* _Scopo dell'esercizio_: Puoi riportare parola per parola tutto il materiale che segue, riga dopo riga?

(Estratti di dataset sull'indicazione di oggetti)
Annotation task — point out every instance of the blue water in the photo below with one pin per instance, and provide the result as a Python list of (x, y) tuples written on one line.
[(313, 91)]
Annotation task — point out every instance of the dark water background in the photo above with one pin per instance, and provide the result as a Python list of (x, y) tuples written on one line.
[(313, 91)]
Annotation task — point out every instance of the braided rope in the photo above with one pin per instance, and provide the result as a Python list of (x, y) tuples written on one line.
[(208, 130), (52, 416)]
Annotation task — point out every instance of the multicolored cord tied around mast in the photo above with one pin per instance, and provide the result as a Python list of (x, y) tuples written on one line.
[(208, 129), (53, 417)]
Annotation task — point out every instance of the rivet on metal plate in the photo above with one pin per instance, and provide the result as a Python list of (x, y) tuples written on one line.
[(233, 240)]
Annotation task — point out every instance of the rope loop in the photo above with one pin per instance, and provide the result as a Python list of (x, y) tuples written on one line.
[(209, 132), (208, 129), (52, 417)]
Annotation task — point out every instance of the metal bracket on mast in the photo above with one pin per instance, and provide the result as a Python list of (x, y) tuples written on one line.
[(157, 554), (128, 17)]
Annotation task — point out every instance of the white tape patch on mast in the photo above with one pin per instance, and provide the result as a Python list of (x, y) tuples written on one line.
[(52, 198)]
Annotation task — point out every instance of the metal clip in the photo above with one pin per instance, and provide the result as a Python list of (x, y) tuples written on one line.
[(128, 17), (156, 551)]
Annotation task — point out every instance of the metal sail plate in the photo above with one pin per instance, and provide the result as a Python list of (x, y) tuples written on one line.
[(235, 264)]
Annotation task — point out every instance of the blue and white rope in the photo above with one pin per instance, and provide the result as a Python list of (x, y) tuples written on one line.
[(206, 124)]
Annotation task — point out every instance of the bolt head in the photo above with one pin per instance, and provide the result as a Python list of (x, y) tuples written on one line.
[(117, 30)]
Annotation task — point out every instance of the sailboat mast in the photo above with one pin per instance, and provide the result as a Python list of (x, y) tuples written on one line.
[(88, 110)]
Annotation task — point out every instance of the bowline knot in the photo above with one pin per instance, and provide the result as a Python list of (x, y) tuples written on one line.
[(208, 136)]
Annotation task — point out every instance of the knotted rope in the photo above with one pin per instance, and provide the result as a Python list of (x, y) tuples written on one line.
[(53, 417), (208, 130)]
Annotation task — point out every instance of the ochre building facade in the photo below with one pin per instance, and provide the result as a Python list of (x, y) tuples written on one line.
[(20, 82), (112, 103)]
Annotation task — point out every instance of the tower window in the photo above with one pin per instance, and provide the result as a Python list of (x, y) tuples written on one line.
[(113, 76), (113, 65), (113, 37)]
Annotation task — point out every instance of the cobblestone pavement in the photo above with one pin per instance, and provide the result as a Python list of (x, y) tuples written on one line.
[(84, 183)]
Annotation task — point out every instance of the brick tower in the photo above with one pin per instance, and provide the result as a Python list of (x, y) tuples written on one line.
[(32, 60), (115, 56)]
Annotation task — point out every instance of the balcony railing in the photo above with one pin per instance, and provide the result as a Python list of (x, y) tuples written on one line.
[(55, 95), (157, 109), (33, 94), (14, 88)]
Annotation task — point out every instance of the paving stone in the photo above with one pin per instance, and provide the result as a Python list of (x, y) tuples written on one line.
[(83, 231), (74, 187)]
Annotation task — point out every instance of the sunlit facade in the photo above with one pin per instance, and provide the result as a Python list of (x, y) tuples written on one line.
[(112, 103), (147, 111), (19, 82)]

* _Risultato del compito_:
Annotation task — point out every instance of the blue water in the photo below with one pin per instance, and provide the result as a Python list of (x, y) tuples written on one line.
[(313, 91)]
Annotation task — point out every instance of the dark water background in the photo above with one pin per instance, and provide the result as a Python list of (x, y) tuples written on one line.
[(313, 91)]
Annotation task — point out every instance of the braided rope in the photo above with one pin per instance, and provide the result as a Python list of (x, y) tuples written on one line.
[(208, 130), (52, 416)]
Annotation task — point out every instance of the multicolored cord tied around mast in the photo above with one pin per instance, and provide the result as a Python list of (x, y) tuples written on one line.
[(208, 129), (53, 417)]
Annotation task — point out every instance of the rivet on metal plate in the photo above with one pin per instance, and provide the result as a Python list of (x, y) tuples written on one line.
[(233, 240)]
Annotation task — point out every instance of the rope loop in the photo above with one pin per instance, and provide the result as a Python list of (x, y) tuples written on one line.
[(209, 132), (208, 129), (52, 417)]
Annotation task — point out every instance of the metal bracket on mast in the photo above with one pin per instance, and provide the result as a Python list of (x, y) tuples written on one line.
[(157, 554), (128, 17)]
Annotation task — point out every instance of the white tape patch on mast in the photo above with one pin per instance, and provide the result as a Python list of (x, y) tuples written on one line.
[(52, 198)]
Annotation task — point out every instance of the metal clip in the photo above with one pin per instance, and provide the result as a Python list of (x, y) tuples written on one line.
[(128, 17), (156, 551)]
Annotation task — point out every instance of the metal sail plate in the photo above with one pin per instance, and provide the result as a Python list of (x, y) tuples written on one line.
[(235, 264)]
Annotation task — point out every instance of the blue and white rope in the photo above with one pin per instance, and provide the result as a Python list of (x, y) tuples written on one line.
[(206, 124)]
Annotation task — point out every instance of the bolt head in the photo above with one pin per instance, and provide the result as a Python list of (x, y) tuples written on one line.
[(117, 30)]
Annotation task — point out every instance of the sailboat mast in the photo above with one pin per instance, and provide the result as a Python list of (x, y) tuples written on one line.
[(88, 110)]
Annotation task — point out every instance of the bowline knot in the photo above with one pin per instance, and provide the result as a Python list of (x, y) tuples written on one line.
[(208, 136)]
Annotation task — point out every instance of the knotted rope in the photo above with one pin per instance, and provide the result as a Python list of (x, y) tuples written on one line.
[(53, 417), (208, 130)]
Annotation task — point out every instance of the ochre building facade in the photo below with one pin per instance, and provide the result as a Python list of (x, y) tuples written on one line.
[(20, 82), (112, 103)]
Annotation task — point out every instance of the tower window in the photo above with one pin per instance, and provide the result as a Python list of (x, y) tuples written on one line.
[(113, 76), (113, 65), (113, 37)]
Annotation task — point out every instance of the cobblestone pavement in the photo above with one pin per instance, and provide the result as a Python list of (x, y) tuples written on one line.
[(84, 183)]
Annotation task — point out every instance of the brick tower in the photo above with one pin per instance, and provide the result as a Python list of (x, y) tuples written on one line.
[(32, 60), (115, 56)]
Annotation task — point out every instance of the balcony railing in the photo above with one pin per instance, and provide the result as a Python list of (x, y) tuples written on one line.
[(55, 95), (157, 109), (33, 94), (14, 88)]
Annotation task — point out every instance of the paving stone in the photo above with one pin per instance, and provide the result as a Python list of (x, y) tuples written on one line.
[(83, 231), (74, 187)]
Annotation task — point out every instance of the sunlit facade in the photo above with one pin per instance, and provide the result as a Python list of (x, y) tuples written on one line.
[(112, 103), (147, 111), (19, 82)]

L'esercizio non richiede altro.